Give back exactly the lines running from the line with "Put one point on each instance of the black plate." to the end of the entries, and only those lines.

START EXTRACTED RECORDS

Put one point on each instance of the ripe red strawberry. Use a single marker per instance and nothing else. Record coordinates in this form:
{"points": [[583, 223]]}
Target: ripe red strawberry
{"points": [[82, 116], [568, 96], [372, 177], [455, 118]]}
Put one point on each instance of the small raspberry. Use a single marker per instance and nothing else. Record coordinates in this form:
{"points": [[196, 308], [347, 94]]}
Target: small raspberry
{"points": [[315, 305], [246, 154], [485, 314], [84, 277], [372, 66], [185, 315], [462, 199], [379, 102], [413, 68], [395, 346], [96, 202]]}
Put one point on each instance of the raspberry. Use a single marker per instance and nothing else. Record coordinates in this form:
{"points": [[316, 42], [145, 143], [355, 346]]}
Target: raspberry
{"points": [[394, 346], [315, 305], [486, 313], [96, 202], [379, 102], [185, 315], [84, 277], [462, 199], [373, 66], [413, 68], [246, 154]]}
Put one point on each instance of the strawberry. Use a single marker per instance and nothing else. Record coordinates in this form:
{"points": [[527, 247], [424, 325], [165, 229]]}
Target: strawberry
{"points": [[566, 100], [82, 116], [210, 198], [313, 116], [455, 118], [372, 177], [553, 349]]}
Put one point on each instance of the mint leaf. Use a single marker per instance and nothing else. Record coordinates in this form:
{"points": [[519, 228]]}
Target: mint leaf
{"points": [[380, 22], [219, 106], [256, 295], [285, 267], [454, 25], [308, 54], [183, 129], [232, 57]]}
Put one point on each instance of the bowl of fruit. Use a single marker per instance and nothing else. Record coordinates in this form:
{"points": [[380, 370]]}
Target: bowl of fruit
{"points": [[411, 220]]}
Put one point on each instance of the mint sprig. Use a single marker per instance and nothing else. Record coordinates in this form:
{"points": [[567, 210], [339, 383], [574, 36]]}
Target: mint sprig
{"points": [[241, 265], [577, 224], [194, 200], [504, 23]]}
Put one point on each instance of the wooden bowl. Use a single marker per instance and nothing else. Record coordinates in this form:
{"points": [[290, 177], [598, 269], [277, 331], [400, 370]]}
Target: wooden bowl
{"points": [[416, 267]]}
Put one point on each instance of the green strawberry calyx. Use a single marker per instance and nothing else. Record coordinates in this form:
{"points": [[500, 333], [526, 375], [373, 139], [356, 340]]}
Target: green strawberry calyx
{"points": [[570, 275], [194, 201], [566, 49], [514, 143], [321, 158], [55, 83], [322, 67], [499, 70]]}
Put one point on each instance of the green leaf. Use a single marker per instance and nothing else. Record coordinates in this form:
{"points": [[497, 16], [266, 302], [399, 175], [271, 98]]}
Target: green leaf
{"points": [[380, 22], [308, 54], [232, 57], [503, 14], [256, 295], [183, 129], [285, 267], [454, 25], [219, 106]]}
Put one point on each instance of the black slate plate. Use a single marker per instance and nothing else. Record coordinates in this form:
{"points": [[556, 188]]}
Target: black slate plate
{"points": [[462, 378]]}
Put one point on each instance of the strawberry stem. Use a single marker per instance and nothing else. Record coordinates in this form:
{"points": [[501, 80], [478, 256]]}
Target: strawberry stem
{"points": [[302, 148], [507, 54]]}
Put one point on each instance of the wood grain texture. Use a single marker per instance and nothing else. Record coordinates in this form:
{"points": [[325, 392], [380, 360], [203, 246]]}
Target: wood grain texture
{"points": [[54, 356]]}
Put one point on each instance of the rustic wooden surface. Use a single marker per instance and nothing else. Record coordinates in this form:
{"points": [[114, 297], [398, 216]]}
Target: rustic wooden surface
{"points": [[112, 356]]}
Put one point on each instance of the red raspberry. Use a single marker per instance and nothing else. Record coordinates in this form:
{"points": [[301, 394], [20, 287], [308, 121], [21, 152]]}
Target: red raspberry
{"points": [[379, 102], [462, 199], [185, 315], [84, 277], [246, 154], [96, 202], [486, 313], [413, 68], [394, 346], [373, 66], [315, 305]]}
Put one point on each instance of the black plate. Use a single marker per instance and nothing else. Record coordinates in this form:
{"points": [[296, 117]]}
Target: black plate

END EXTRACTED RECORDS

● ANSWER BOX
Put one point on each instance of the black plate. Use a single marker per instance and nothing else. Record coordinates in this form:
{"points": [[296, 117]]}
Target: black plate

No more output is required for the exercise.